» The problem: Rewrite the records from the start up to and including the line with "M373 105L374 107L376", renaming "hair ornament" as "hairpiece" and leaving everything else unchanged.

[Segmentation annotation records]
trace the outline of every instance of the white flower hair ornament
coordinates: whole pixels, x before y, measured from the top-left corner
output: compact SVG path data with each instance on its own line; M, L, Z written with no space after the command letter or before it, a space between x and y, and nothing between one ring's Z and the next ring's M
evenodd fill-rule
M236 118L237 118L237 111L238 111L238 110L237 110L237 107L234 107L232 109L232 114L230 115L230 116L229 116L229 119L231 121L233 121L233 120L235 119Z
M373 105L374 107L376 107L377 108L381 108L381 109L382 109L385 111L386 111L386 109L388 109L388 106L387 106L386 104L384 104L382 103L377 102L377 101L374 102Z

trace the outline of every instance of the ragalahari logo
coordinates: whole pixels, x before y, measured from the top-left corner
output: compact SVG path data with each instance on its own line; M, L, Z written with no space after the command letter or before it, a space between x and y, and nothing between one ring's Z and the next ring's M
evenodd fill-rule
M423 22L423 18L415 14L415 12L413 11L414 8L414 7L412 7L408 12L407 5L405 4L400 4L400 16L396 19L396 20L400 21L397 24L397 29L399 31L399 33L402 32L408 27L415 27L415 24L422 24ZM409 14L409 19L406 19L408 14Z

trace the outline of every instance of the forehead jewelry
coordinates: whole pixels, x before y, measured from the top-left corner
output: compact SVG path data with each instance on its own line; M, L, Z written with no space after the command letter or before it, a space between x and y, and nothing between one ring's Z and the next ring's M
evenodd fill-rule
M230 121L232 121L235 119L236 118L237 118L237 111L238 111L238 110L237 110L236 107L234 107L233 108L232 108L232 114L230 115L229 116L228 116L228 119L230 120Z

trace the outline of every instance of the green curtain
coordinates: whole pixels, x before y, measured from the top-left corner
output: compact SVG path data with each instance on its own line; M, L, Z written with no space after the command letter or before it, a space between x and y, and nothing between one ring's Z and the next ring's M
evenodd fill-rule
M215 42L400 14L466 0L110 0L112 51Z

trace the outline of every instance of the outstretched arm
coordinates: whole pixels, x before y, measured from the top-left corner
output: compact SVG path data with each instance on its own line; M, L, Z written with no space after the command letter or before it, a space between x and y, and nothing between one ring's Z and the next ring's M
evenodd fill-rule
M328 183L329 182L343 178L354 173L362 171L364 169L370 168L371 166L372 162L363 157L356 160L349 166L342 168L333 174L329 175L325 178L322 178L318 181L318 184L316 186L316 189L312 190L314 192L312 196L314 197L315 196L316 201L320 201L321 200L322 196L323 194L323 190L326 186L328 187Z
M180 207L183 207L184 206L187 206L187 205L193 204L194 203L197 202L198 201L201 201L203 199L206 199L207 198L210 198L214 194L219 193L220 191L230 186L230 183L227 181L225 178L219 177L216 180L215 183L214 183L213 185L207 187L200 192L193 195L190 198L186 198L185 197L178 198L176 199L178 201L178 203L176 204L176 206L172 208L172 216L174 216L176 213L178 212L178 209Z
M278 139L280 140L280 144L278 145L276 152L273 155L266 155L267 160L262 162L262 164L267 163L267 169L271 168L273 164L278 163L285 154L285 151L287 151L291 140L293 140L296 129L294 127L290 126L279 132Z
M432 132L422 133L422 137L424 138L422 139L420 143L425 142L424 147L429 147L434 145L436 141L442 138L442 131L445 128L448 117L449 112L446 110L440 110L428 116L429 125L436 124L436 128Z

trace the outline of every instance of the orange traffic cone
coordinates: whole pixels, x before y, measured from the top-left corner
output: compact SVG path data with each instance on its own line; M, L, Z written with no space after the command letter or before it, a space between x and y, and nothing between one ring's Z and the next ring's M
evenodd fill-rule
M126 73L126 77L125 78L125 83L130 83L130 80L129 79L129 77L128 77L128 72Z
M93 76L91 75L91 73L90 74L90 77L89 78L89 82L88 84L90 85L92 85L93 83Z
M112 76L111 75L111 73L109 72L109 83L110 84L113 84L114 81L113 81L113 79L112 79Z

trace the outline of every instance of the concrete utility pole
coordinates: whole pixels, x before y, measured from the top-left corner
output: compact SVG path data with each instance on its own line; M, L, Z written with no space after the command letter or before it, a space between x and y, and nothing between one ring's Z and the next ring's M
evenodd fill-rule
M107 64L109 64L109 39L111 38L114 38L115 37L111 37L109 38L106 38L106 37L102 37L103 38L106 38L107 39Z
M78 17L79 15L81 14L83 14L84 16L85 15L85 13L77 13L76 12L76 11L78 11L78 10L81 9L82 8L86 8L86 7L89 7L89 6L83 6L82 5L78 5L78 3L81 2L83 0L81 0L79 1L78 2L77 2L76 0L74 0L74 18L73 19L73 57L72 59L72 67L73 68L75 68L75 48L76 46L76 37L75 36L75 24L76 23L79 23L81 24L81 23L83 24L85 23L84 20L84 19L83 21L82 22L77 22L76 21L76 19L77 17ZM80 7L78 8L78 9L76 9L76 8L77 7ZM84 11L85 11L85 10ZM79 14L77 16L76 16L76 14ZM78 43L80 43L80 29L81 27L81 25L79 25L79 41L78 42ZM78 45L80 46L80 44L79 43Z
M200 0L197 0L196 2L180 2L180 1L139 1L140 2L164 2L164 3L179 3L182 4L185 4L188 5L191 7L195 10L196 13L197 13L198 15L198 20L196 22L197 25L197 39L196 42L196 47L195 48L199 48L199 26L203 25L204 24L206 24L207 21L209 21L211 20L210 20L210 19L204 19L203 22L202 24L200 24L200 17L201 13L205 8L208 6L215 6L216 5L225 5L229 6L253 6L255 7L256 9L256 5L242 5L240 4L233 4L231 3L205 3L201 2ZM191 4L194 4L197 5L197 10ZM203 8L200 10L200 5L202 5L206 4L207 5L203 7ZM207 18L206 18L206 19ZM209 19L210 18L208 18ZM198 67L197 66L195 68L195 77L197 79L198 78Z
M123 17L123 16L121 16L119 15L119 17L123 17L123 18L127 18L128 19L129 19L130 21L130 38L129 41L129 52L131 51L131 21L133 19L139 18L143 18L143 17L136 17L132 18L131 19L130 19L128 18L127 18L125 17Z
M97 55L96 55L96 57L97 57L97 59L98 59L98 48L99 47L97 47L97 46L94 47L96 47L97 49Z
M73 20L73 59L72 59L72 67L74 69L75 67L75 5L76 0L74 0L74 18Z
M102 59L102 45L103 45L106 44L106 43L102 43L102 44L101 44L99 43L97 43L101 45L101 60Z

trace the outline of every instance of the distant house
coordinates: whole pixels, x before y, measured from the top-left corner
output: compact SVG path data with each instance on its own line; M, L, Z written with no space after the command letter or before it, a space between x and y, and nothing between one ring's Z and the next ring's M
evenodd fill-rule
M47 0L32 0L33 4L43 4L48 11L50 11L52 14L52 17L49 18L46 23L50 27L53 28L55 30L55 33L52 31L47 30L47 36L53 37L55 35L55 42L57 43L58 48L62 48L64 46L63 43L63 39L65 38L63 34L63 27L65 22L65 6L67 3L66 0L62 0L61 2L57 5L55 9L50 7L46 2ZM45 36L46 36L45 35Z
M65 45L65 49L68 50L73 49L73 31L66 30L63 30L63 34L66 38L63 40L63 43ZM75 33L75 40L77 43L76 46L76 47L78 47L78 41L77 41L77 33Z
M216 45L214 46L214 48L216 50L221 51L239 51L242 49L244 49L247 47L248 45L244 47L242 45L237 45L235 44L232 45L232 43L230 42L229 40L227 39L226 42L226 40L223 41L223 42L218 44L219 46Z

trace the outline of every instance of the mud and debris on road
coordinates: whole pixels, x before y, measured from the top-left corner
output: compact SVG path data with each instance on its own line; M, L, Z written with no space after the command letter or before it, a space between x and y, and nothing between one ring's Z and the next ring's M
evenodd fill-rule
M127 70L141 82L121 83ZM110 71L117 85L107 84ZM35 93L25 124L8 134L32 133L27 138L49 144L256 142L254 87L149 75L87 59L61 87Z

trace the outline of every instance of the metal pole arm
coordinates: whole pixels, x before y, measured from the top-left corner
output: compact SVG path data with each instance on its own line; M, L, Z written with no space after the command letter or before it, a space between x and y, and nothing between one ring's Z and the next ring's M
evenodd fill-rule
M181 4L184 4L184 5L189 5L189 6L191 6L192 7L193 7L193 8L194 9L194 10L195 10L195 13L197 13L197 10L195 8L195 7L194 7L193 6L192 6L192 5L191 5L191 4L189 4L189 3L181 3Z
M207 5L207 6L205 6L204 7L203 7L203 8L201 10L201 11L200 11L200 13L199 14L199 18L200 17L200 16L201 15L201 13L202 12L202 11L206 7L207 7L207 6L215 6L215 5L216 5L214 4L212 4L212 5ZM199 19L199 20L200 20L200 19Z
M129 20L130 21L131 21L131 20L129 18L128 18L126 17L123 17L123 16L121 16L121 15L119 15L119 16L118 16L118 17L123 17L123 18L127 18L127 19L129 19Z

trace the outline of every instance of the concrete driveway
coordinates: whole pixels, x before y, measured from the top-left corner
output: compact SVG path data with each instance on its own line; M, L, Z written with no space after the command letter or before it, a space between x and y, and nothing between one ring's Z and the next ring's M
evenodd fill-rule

» Problem solution:
trace the outline of every instance of the white flower hairpiece
coordinates: whole pixels, x before y, measured from the top-left corner
output: compact SVG path data with each instance on its own line; M, L, Z written with no space after the command letter or before it, a space between x and y, and nothing between one ring's Z and the next ring's M
evenodd fill-rule
M236 118L237 118L237 111L238 111L238 110L237 110L237 107L234 107L232 109L232 114L230 115L230 116L229 116L229 119L231 121L233 121L233 120L235 119Z
M373 105L374 107L376 107L377 108L381 108L381 109L382 109L385 111L386 111L386 109L388 109L388 106L387 106L386 104L384 104L382 103L377 102L377 101L374 102Z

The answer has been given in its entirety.